## TEXT FOR ANALYSIS
§ §

Fig. 10.1 An Example of Root Node and Internal Nodes#

  1. Leaf Nodes: Leaf nodes are the end points of the decision tree. They represent the final predictions or classifications that the tree makes. Each leaf node corresponds to a specific outcome, category, or numerical value. Once a data point reaches a leaf node, the prediction or classification associated with that leaf node becomes the final decision for that data point.

Example: As we progress in the medical diagnosis scenario, we arrive at the leaf nodes, which represent the final conclusions in the decision tree. For instance, a leaf node could correspond to the diagnosis ‘Common Cold’ if a patient’s symptoms match that specific outcome. Alternatively, another leaf node might correspond to the diagnosis ‘Influenza’ for a different set of symptoms. Each leaf node signifies a definitive decision or classification, and once a patient’s data reaches a leaf node, the corresponding diagnosis becomes the final determination for that case.

10.1.3. Advantages and Disadvantages of Decision Trees#

Decision Trees (DTs) are a type of machine learning technique that can be used for both classification and regression tasks. They work by building a tree-like model where each internal node represents a test on an input feature, and each leaf node represents a predicted value or class. Decision trees aim to create simple and interpretable decision rules from the data, and they can approximate complex and nonlinear relationships using piecewise constant functions [James et al., 2023, scikit-learn Developers, 2023].

§ §

Dataset items

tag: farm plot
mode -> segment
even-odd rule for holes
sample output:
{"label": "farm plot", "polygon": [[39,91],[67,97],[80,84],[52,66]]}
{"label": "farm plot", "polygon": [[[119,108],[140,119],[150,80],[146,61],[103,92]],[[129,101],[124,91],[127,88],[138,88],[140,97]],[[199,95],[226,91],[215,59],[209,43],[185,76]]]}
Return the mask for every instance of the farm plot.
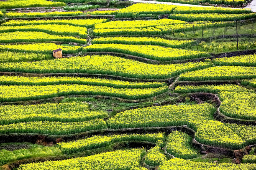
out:
{"label": "farm plot", "polygon": [[[74,47],[77,48],[72,48]],[[102,74],[129,78],[163,79],[211,65],[211,63],[203,62],[155,65],[111,55],[94,55],[32,63],[2,63],[0,70],[34,73]]]}
{"label": "farm plot", "polygon": [[0,170],[256,168],[254,13],[28,2],[0,10]]}

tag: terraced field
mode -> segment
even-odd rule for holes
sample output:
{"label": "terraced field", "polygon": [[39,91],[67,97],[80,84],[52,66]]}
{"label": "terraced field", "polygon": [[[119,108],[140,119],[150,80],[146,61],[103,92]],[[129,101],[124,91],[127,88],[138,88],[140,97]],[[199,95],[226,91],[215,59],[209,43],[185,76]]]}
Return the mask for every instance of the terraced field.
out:
{"label": "terraced field", "polygon": [[256,169],[255,13],[85,0],[0,9],[0,170]]}

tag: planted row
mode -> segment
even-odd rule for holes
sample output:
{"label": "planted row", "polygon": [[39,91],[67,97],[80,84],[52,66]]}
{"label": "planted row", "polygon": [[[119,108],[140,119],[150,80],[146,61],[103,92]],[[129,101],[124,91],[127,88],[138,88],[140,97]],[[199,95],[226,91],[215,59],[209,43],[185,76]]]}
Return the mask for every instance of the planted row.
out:
{"label": "planted row", "polygon": [[15,31],[39,31],[55,35],[79,35],[83,38],[87,37],[87,29],[86,28],[69,25],[42,24],[0,27],[0,32],[11,32]]}
{"label": "planted row", "polygon": [[120,112],[107,122],[111,129],[187,125],[196,132],[196,140],[200,143],[233,149],[244,146],[246,141],[214,119],[215,111],[206,103],[155,106]]}
{"label": "planted row", "polygon": [[92,43],[123,44],[136,45],[157,45],[173,48],[181,48],[191,45],[195,42],[193,40],[170,40],[158,37],[109,37],[92,39]]}
{"label": "planted row", "polygon": [[8,0],[0,2],[0,9],[29,7],[63,7],[65,3],[46,0]]}
{"label": "planted row", "polygon": [[0,86],[3,102],[39,100],[72,95],[100,95],[130,100],[153,97],[168,91],[168,87],[139,89],[114,88],[81,85]]}
{"label": "planted row", "polygon": [[87,28],[93,27],[95,25],[108,21],[107,19],[69,19],[69,20],[10,20],[2,24],[2,26],[21,26],[35,25],[69,25],[84,27]]}
{"label": "planted row", "polygon": [[239,55],[231,57],[215,58],[212,62],[216,65],[256,66],[256,55]]}
{"label": "planted row", "polygon": [[167,85],[165,82],[133,82],[93,78],[76,77],[21,77],[0,76],[1,85],[46,85],[65,84],[93,85],[115,88],[157,88]]}
{"label": "planted row", "polygon": [[174,14],[169,15],[168,18],[188,22],[198,21],[229,21],[236,20],[243,20],[253,18],[256,14],[227,14],[218,13],[190,13]]}
{"label": "planted row", "polygon": [[241,82],[241,84],[243,85],[249,85],[253,88],[256,88],[256,79],[244,80]]}
{"label": "planted row", "polygon": [[140,14],[171,14],[174,13],[217,13],[241,14],[251,13],[246,9],[233,9],[221,7],[187,7],[166,4],[137,3],[119,10],[116,17],[136,17]]}
{"label": "planted row", "polygon": [[256,68],[252,67],[213,67],[182,74],[181,81],[205,81],[246,79],[256,78]]}
{"label": "planted row", "polygon": [[9,18],[29,18],[40,17],[59,17],[62,16],[83,15],[84,14],[81,11],[52,12],[8,12],[5,16]]}
{"label": "planted row", "polygon": [[227,84],[219,85],[179,85],[175,88],[175,92],[177,93],[190,93],[202,92],[218,94],[221,91],[236,92],[251,92],[253,91],[252,90],[248,90],[246,88],[237,85]]}
{"label": "planted row", "polygon": [[15,32],[0,33],[0,43],[39,42],[52,41],[86,44],[86,39],[74,37],[51,35],[40,32]]}
{"label": "planted row", "polygon": [[186,133],[173,131],[168,136],[167,152],[175,157],[192,159],[197,157],[197,152],[191,146],[192,138]]}
{"label": "planted row", "polygon": [[218,94],[222,101],[220,112],[226,116],[238,119],[256,120],[256,94],[236,85],[178,86],[175,92],[188,93],[203,92]]}
{"label": "planted row", "polygon": [[82,102],[7,105],[0,107],[0,125],[38,121],[83,122],[108,117],[103,111],[90,111]]}
{"label": "planted row", "polygon": [[[0,62],[40,61],[53,58],[52,56],[50,54],[45,54],[38,52],[28,53],[25,51],[23,51],[21,52],[16,52],[7,51],[8,49],[6,50],[0,51]],[[15,51],[15,50],[14,51]]]}
{"label": "planted row", "polygon": [[212,163],[195,162],[182,159],[171,159],[159,166],[159,170],[253,170],[256,164],[232,163]]}
{"label": "planted row", "polygon": [[246,155],[242,158],[243,163],[256,163],[256,155]]}
{"label": "planted row", "polygon": [[[37,45],[39,48],[40,44]],[[56,48],[52,47],[51,48],[66,47],[59,45],[56,46]],[[49,46],[47,47],[50,48]],[[6,50],[9,48],[9,46],[6,47]],[[33,50],[35,48],[33,48],[33,46],[31,48],[30,50]],[[43,48],[44,48],[45,49]],[[65,48],[62,49],[65,51]],[[186,71],[202,69],[211,65],[210,63],[199,62],[155,65],[110,55],[93,55],[67,58],[61,60],[31,63],[2,63],[0,64],[0,71],[37,73],[101,74],[127,78],[160,79],[169,78]]]}
{"label": "planted row", "polygon": [[[62,53],[63,54],[75,54],[77,53],[82,51],[82,47],[77,46],[71,45],[56,45],[53,43],[34,43],[34,44],[8,44],[0,45],[0,49],[1,49],[2,52],[11,51],[15,52],[12,56],[14,58],[15,58],[15,52],[23,52],[24,58],[27,58],[28,57],[26,52],[34,52],[36,54],[35,55],[35,57],[36,56],[37,58],[42,58],[42,55],[38,54],[39,53],[43,53],[46,54],[52,54],[53,50],[56,50],[59,48],[62,49]],[[9,49],[9,50],[8,50]],[[10,52],[9,52],[10,55]],[[33,55],[28,55],[28,57],[31,57],[32,56],[32,58],[33,58]],[[20,56],[22,58],[22,56]],[[24,59],[25,60],[25,59]],[[48,60],[48,62],[50,62]],[[24,62],[24,63],[25,62]],[[26,62],[28,63],[28,62]],[[8,65],[8,64],[6,63]],[[10,63],[9,64],[12,64]]]}
{"label": "planted row", "polygon": [[145,162],[151,166],[158,166],[167,160],[167,158],[161,152],[161,145],[163,144],[162,140],[159,140],[154,147],[152,148],[148,151],[145,158]]}
{"label": "planted row", "polygon": [[106,122],[100,119],[86,122],[68,122],[37,121],[0,125],[0,134],[39,133],[62,135],[106,128]]}
{"label": "planted row", "polygon": [[[154,22],[155,22],[155,25],[152,26],[148,26],[147,24],[145,23],[147,22],[143,20],[136,20],[136,22],[133,21],[113,21],[106,23],[96,24],[95,26],[95,28],[93,30],[93,32],[94,34],[96,36],[120,35],[161,35],[174,34],[175,32],[198,29],[221,28],[228,24],[231,26],[234,24],[233,22],[205,21],[186,23],[180,22],[181,21],[179,21],[179,23],[177,22],[172,21],[173,23],[172,24],[159,24],[161,20],[151,21],[152,23],[151,24],[152,25],[154,25]],[[125,22],[122,24],[122,22]]]}
{"label": "planted row", "polygon": [[62,153],[69,154],[86,150],[105,147],[113,143],[127,141],[141,141],[156,143],[163,140],[163,133],[142,134],[115,135],[110,136],[95,136],[67,142],[59,143],[57,146]]}
{"label": "planted row", "polygon": [[21,165],[18,170],[86,169],[94,170],[144,170],[140,168],[144,148],[116,150],[86,157],[78,157],[57,161],[45,161]]}
{"label": "planted row", "polygon": [[62,155],[61,151],[54,146],[45,147],[37,145],[29,145],[29,148],[13,151],[0,150],[0,165],[22,159],[45,157]]}
{"label": "planted row", "polygon": [[149,45],[94,44],[84,47],[83,52],[106,51],[123,53],[156,60],[175,60],[210,57],[210,54]]}

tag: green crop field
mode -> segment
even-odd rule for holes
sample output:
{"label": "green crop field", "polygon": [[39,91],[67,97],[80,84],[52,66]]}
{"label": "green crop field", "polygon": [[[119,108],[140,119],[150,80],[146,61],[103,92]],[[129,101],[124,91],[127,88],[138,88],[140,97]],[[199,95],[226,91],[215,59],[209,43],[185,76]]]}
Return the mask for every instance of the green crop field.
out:
{"label": "green crop field", "polygon": [[256,170],[256,0],[133,1],[0,0],[0,170]]}

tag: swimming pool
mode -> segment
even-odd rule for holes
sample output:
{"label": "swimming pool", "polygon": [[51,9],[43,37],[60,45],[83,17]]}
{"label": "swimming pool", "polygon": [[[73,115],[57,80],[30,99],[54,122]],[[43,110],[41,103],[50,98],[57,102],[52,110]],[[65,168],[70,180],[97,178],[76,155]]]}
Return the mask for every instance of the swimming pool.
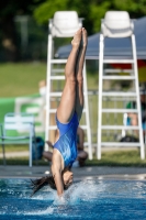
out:
{"label": "swimming pool", "polygon": [[44,187],[33,198],[30,179],[0,180],[0,219],[146,219],[146,182],[86,179],[76,182],[65,193]]}

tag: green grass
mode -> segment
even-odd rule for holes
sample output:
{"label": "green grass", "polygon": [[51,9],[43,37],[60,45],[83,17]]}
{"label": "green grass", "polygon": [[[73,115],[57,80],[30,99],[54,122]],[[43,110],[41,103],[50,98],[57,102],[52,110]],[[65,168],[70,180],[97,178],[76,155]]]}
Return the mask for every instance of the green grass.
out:
{"label": "green grass", "polygon": [[[89,89],[97,89],[98,74],[88,74]],[[38,94],[38,82],[46,79],[46,63],[0,64],[0,97]]]}
{"label": "green grass", "polygon": [[38,81],[45,78],[45,63],[0,64],[0,97],[38,94]]}

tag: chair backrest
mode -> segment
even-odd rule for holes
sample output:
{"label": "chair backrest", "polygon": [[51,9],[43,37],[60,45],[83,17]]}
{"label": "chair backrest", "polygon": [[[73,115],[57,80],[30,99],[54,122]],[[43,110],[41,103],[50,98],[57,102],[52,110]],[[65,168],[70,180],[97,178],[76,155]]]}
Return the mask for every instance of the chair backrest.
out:
{"label": "chair backrest", "polygon": [[34,124],[34,116],[27,113],[7,113],[4,116],[5,130],[23,130],[31,131]]}
{"label": "chair backrest", "polygon": [[76,11],[56,11],[50,23],[49,31],[57,37],[71,37],[82,26]]}
{"label": "chair backrest", "polygon": [[108,37],[127,37],[133,34],[133,22],[126,11],[108,11],[101,31]]}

§ §

## WORK REQUEST 1
Based on the decision tree text, explain in one to three sentences why the prediction tied to a leaf node becomes the final decision for a data point.
## WORK REQUEST 2
In the decision tree text, what does each internal node represent?

## WRITTEN REPLY 1
Leaf nodes are the end points of the decision tree, and they hold its final predictions or classifications. Each leaf node corresponds to a specific outcome, category, or numerical value. Once a data point reaches a leaf node, that leaf's prediction or classification becomes the final decision for that data point.

## WRITTEN REPLY 2
Each internal node represents a test on an input feature.